BEGIN Input records
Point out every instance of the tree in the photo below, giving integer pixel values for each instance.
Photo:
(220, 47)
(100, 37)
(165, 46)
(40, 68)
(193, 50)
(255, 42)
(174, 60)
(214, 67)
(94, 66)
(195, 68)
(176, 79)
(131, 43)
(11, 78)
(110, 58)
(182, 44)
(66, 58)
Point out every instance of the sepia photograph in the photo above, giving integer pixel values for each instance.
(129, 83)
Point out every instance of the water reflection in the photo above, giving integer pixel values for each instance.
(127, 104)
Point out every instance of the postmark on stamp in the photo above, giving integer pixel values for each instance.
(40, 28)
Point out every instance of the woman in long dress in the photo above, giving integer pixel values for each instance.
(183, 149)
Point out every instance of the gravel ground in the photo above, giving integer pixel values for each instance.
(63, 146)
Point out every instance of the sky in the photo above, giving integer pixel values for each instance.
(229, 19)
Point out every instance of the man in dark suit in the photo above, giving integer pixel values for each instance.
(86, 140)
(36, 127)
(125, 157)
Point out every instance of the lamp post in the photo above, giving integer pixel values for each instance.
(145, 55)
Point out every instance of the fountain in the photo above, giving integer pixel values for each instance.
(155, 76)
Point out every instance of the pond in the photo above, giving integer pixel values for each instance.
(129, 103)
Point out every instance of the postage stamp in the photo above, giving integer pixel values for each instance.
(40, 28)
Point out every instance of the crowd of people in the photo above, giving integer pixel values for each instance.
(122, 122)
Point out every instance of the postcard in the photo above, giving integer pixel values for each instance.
END Input records
Output every entry shown above, exactly.

Point out every instance of the tree in the photo below, giving integer pixel values for each instance.
Photo:
(220, 47)
(100, 37)
(165, 46)
(40, 68)
(193, 50)
(255, 42)
(174, 60)
(214, 67)
(94, 66)
(195, 68)
(176, 79)
(131, 43)
(11, 78)
(110, 58)
(182, 44)
(66, 58)
Point out every instance of the sepia photograph in the photo above, giving integer pixel values for each instance.
(129, 83)
Point out every instance of the water reflection in the photo above, giving integer pixel values for each instance.
(127, 104)
Point out every instance of the postmark on stamp in the photo above, giving integer pixel values for each instance.
(40, 28)
Point out every instance of the woman in long dress in the photo above, giving integer pixel values for each instance.
(183, 149)
Point out every instance of the gravel ground in the photo above, giving integer pixel values for each instance.
(63, 146)
Point out every instance of the sky in the photo above, giving integer pixel values for each instance.
(229, 19)
Point out every instance of the man in dark suit in the photo above, giving integer pixel values for each instance.
(86, 140)
(36, 127)
(125, 157)
Point out every instance of the lamp post in the photo above, giving integer pixel values for each instance.
(145, 55)
Point out every instance of the fountain in the photo above, giving integer pixel values for each instance.
(155, 76)
Point out every instance of the pond in the photo above, giving integer pixel values for each instance.
(129, 103)
Point out every instance of the postage stamp in the photo above, giving integer pixel values for each instance.
(40, 28)
Point out every instance of the crowd of people in the photo above, giving integer pixel values for each instance.
(122, 122)
Point out every instance of the postcard in the photo above, giving integer pixel values for each instance.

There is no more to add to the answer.